— Given request —
Render every line of the data below as a Markdown table with two columns, Row and Line, numbering the rows in order and leaving out blank lines.

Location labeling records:
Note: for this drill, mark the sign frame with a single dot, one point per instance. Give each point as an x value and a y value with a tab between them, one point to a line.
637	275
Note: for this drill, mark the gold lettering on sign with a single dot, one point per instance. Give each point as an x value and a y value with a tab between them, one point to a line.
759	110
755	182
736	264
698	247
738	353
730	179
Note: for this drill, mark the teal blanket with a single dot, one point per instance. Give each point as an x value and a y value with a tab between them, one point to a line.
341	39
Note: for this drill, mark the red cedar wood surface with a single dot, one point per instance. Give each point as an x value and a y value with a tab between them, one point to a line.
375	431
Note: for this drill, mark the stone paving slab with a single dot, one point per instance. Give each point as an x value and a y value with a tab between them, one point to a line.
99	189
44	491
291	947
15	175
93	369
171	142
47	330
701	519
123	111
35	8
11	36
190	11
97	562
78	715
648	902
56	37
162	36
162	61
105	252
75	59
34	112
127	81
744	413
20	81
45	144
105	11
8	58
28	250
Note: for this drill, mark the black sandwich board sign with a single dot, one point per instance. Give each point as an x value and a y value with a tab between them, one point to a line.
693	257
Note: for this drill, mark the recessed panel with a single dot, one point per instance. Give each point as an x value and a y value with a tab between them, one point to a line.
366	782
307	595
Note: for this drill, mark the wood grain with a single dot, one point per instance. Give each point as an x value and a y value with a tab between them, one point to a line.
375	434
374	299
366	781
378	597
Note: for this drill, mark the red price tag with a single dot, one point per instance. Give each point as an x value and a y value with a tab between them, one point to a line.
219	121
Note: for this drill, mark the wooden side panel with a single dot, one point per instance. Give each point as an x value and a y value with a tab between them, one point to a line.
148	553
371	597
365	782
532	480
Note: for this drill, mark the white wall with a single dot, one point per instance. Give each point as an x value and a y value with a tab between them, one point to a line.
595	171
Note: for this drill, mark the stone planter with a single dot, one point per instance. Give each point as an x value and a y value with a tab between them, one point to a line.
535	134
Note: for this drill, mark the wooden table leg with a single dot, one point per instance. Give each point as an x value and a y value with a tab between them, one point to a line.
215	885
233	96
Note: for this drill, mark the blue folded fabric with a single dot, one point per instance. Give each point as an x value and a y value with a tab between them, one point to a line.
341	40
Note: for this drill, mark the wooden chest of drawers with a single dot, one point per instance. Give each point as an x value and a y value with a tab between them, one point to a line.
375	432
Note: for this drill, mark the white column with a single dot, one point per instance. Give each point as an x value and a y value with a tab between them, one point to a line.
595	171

— Output —
| Row | Line |
|---|---|
| 1 | Note: for this drill, mark the sign frame with a single dot, one point per instance. Give each point as an x value and a y value with a tab between them, one point to a line. |
| 2 | 637	275 |
| 3 | Note: for this drill, mark the gold lettering on sign with a single dot, one point per instance. Give each point as an x value and a y value with a tab between them, one point to a line. |
| 4 | 759	110 |
| 5 | 755	182 |
| 6 | 736	264 |
| 7 | 698	247 |
| 8 | 738	353 |
| 9 | 730	179 |
| 10 | Note: for this drill, mark the teal blanket with a single dot, one point per instance. Give each point as an x value and a y value with a tab between them, one point to a line. |
| 11 | 341	39 |
| 12 | Note: for this drill, mark the red cedar wood surface with a single dot, one point per instance. Give each point as an x value and a y value with a tab between them, one point to a line. |
| 13 | 375	431 |
| 14 | Note: for this drill, mark the stone paving slab with a single dot, one point per instance. Give each point as an x value and a y value with a tab between them, one point to a line. |
| 15 | 99	189 |
| 16 | 44	491 |
| 17 | 291	947 |
| 18 | 15	175 |
| 19 | 93	369 |
| 20 | 171	142 |
| 21 | 47	330 |
| 22 | 701	519 |
| 23 | 123	111 |
| 24 | 35	8 |
| 25 | 11	36 |
| 26 | 190	11 |
| 27 | 97	562 |
| 28 | 78	715 |
| 29 | 648	902 |
| 30 | 56	37 |
| 31 | 162	36 |
| 32 | 162	61 |
| 33 | 105	252 |
| 34 | 75	59 |
| 35 | 34	112 |
| 36 | 127	81 |
| 37 | 744	413 |
| 38 | 20	81 |
| 39 | 45	144 |
| 40 | 105	11 |
| 41 | 8	58 |
| 42 | 28	250 |
| 43 | Note: for this drill, mark the black sandwich board sign with a single dot, one point per instance. Give each point as an x value and a y value with a tab between them, one point to a line. |
| 44 | 693	257 |
| 45 | Note: for this drill, mark the recessed panel with a single dot, one point per instance. Give each point as an x value and a y value with a tab between them, one point to a line. |
| 46 | 366	782 |
| 47 | 307	595 |
| 48 | Note: for this drill, mark the wood grain with a single dot, one point per instance. Give each point as an x value and a y value with a tab between them, one point to a line. |
| 49 | 375	434 |
| 50 | 374	299 |
| 51 | 366	781 |
| 52 | 378	597 |
| 53 | Note: for this drill, mark the red price tag with a single dot, one point per instance. Give each point as an x value and a y value with a tab between them, one point to a line. |
| 54 | 219	121 |
| 55 | Note: for this drill, mark the wooden side panel with a single dot, one point per instance. Give each point as an x value and a y value with a tab between them, one point to a line. |
| 56 | 148	553 |
| 57 | 371	597 |
| 58 | 365	782 |
| 59 | 532	480 |
| 60 | Note: for this drill, mark the white wall with a single dot, one point per instance. Give each point as an x value and a y value with a tab between them, one point to a line. |
| 61 | 595	171 |
| 62 | Note: for this drill, mark the stone planter with a single dot, one point per instance. Give each point as an x value and a y value with a tab between them, one point to a line. |
| 63 | 535	134 |
| 64 | Note: for this drill, mark the wooden table leg with a single dot, one point per instance. Give each point as an x value and a y value with a tab between them, one point to a line. |
| 65 | 215	885 |
| 66 | 233	96 |
| 67 | Note: for this drill, mark the blue folded fabric with a single dot, one point per instance. Give each point as an x value and a y value with a tab between them, one point to a line. |
| 68 | 341	40 |
| 69 | Note: for this drill, mark the wooden chest of drawers with a single dot, one point per instance. Give each point as an x value and a y value with a tab between them, one point to a line. |
| 70 | 375	432 |
| 71 | Note: for this drill, mark the white column with a single dot, one point per instance. Give each point as an x value and a y value with a tab between them, one point to a line. |
| 72 | 595	171 |